((

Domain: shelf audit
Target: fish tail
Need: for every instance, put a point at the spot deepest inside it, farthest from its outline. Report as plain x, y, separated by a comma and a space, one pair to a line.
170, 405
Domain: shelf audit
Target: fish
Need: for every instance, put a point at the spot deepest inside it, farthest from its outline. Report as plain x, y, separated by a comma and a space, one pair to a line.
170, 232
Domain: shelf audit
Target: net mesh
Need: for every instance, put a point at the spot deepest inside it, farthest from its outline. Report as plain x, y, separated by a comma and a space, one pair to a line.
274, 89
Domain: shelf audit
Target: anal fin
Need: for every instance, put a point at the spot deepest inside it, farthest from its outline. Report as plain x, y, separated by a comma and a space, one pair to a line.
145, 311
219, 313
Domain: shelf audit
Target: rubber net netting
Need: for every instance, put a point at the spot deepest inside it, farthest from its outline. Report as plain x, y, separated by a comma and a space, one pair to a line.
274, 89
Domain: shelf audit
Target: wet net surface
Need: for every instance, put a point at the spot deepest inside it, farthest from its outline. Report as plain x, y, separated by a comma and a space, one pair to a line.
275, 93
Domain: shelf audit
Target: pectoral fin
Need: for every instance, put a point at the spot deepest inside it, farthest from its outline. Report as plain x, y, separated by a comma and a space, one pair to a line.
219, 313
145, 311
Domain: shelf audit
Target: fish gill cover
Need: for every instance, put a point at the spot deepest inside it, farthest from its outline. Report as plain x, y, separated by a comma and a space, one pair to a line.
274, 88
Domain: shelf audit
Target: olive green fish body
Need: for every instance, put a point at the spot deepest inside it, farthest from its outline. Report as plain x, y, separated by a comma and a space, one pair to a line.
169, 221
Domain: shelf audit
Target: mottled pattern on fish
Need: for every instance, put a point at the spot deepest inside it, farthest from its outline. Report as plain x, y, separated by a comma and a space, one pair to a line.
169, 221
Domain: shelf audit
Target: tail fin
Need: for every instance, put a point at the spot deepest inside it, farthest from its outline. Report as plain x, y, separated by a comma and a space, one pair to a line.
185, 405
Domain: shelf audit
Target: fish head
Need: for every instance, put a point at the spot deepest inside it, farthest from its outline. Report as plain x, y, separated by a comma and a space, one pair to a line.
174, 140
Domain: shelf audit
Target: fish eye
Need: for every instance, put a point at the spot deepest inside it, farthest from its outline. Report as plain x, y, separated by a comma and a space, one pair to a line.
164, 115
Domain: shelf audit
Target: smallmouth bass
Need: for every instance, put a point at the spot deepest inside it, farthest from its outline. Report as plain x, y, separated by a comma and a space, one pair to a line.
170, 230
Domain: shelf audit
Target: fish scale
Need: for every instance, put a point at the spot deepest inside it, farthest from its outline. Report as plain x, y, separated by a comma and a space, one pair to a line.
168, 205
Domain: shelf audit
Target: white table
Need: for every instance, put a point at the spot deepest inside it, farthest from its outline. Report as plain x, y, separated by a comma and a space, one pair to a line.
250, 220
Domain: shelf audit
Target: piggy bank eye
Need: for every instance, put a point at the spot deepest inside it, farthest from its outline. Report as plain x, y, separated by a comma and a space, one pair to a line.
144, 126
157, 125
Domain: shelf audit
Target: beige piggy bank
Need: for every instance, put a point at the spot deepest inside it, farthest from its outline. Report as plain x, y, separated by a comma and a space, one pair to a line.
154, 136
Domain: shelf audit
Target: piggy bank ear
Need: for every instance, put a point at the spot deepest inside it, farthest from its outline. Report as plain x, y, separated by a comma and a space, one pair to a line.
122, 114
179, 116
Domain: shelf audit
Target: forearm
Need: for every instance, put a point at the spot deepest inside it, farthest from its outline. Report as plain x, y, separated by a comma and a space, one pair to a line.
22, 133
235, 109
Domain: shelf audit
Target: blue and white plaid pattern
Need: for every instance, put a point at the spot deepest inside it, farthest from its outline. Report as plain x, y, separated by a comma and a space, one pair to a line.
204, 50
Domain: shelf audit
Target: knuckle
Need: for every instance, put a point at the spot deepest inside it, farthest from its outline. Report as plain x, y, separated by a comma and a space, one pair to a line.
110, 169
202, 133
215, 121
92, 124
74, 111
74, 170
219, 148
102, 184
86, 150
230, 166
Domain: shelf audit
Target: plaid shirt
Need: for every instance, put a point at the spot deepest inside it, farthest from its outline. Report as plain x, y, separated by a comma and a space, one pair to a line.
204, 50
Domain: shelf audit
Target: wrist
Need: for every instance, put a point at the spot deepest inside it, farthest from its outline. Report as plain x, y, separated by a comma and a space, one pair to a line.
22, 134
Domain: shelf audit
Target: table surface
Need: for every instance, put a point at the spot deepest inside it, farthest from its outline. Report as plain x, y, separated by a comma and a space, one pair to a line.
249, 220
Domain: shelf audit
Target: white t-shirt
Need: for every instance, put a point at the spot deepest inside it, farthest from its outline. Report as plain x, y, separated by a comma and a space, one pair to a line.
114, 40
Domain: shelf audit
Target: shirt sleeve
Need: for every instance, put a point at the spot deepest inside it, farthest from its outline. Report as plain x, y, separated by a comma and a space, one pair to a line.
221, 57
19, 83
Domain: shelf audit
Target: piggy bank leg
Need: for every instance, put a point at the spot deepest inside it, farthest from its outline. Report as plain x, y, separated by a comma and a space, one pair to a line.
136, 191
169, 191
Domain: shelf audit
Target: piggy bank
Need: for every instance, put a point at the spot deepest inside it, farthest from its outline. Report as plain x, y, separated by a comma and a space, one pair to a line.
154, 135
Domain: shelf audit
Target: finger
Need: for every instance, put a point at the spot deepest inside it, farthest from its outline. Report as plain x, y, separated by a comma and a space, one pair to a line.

))

### What is being asked
Output the records exactly.

### Result of this task
Domain: shelf audit
Target: fish tail
Need: for every instance, put a point at the spot deepest inside it, farthest from its outline. Report as plain x, y, separated by a comma and a space, one pair to a line.
170, 405
Domain: shelf audit
Target: fish
Need: for every instance, put a point at the spot deepest inside it, farthest from its outline. Report as plain x, y, separated by a comma and a space, one pair to a line.
170, 232
Domain: shelf audit
Target: net mesh
Need: for every instance, put a point at the spot deepest inside it, farthest from its outline. Report as plain x, y, separated by a comma and a space, one pair to a line.
274, 89
Domain: shelf audit
Target: anal fin
Need: for every instance, put a point at the spot deepest inside it, farthest from its outline. Report as plain x, y, separated by a comma and a space, one pair to a line.
145, 311
219, 313
Domain: shelf audit
Target: rubber net netting
Need: for every instance, put a point at the spot deepest inside it, farthest from its outline. Report as plain x, y, separated by a comma and a space, one pair to a line.
274, 89
Domain: shelf audit
Target: wet net surface
Need: for every instance, put a point at the spot deepest inside it, farthest from its outline. Report as plain x, y, separated by a comma and a space, one pair to a line.
275, 93
Domain: shelf audit
Target: pectoral fin
Need: for every instance, put a point at the spot deepest inside it, farthest from its outline. Report as plain x, y, separated by a comma and a space, one pair to a line.
219, 313
145, 311
Domain: shelf audit
Target: fish gill cover
Need: for every instance, put a point at the spot deepest inside it, farthest from its outline. Report as plain x, y, separated by a comma and a space, one pair to a line.
274, 88
Domain: shelf audit
Target: olive green fish body
Need: for every instance, put a point at the spot deepest inside it, farthest from its outline. Report as plain x, y, separated by a comma and a space, one pair to a line.
169, 221
Domain: shelf audit
Target: mottled pattern on fish
Need: for every instance, put a point at the spot deepest inside it, farthest from its outline. Report as plain x, y, separated by a comma and a space, one pair to a line.
169, 221
Domain: shelf audit
Target: tail fin
Need: for every instance, put a point at the spot deepest inside it, farthest from its outline. Report as plain x, y, separated by a comma and a space, one pair to a line.
185, 405
Domain: shelf audit
Target: fish head
Need: for every instance, put a point at the spot deepest inside it, farthest from its outline. Report as plain x, y, separated by a comma and a space, one pair to a line.
174, 140
Domain: shelf audit
Target: fish eye
Need: for every instance, put a point at the spot deepest inside it, farthest from its outline. Report as plain x, y, separated by a comma and a space, one pair to a line.
164, 115
Domain: shelf audit
Target: smallmouth bass
Need: for every instance, put a point at the spot deepest inside it, farthest from its outline. Report as plain x, y, separated by a comma and a space, one pair to a line.
170, 230
Domain: shelf audit
Target: fish scale
Need: for every instance, put a point at the spot deepest inside it, farthest from its outline. Report as plain x, y, separated by a comma and a space, one pair to a line.
168, 205
Domain: shelf audit
Target: white table
Need: for every instance, put a point at the spot deepest inside it, farthest from its outline. Report as plain x, y, separated by a comma and a space, one pair to a line.
250, 220
Domain: shelf audit
Target: piggy bank eye
Need: for every instance, put a point at the spot deepest inside it, farthest from its outline. Report as plain x, y, separated by a comma and a space, one pair to a line.
144, 126
157, 125
Domain: shelf audit
Target: beige piggy bank
Need: for every instance, put a point at the spot deepest inside it, farthest from its outline. Report as plain x, y, separated by a comma and a space, one pair to a line.
154, 136
Domain: shelf audit
Target: piggy bank ear
Need: for every instance, put a point at the spot deepest inside it, farthest from its outline. Report as plain x, y, separated by a comma and a space, one pair to a line.
122, 114
179, 116
Domain: shelf audit
Target: forearm
Need: for every instance, put a point at the spot deepest inside it, farthest from its outline. Report as plain x, y, separated by a comma and a space, one pair to a line.
22, 133
235, 109
Domain: shelf audit
Target: blue and white plaid pattern
Need: for every instance, put a point at the spot deepest inside it, farthest from its outline. Report as plain x, y, separated by a comma and a space, one pair to a line.
204, 50
Domain: shelf audit
Target: knuckle
Need: for every instance, put a point at the spot deepest inside it, farthest from its outline. Report as plain x, y, separated by a comma and a space, one pair to a line.
110, 169
202, 133
215, 121
92, 124
74, 111
74, 170
219, 148
102, 184
86, 150
230, 166
Domain: shelf audit
Target: plaid shirt
Need: for every instance, put a point at the spot deepest inside it, farthest from its outline. Report as plain x, y, separated by a comma and a space, one pair to a line.
204, 50
Domain: shelf audit
Target: wrist
Need: for every instance, put a point at the spot deepest inside it, farthest from its outline. Report as plain x, y, separated by a comma and a space, one pair to a line.
22, 134
Domain: shelf audit
Target: table surface
Need: for every instance, put a point at the spot deepest inside it, farthest from its outline. Report as plain x, y, separated by a comma and a space, one pair to a line.
249, 220
Domain: shelf audit
Target: white t-shirt
Need: for every instance, put a point at the spot deepest inside it, farthest from its outline. Report as plain x, y, separated by a comma and a space, one pair to a line.
114, 40
Domain: shelf audit
Target: shirt sleeve
Need: for every instance, put a point at the spot deepest inside it, farthest from its outline. Report as plain x, y, separated by a comma and a space, one pair to a line.
221, 57
19, 83
Domain: shelf audit
Target: piggy bank leg
Need: for every instance, put a point at the spot deepest inside it, farthest from its outline. Report as plain x, y, separated by a comma and a space, one pair to a line.
136, 191
169, 191
Domain: shelf audit
Target: piggy bank
Need: for every instance, put a point at the spot deepest inside it, farthest from its outline. Report as plain x, y, separated by a comma and a space, one pair to a line.
154, 135
Domain: shelf audit
Target: finger
Need: for every instance, put a point at the spot deepest inside it, farthest from its outline. Report as plain x, y, separated by a comma and a space, one pair to a line.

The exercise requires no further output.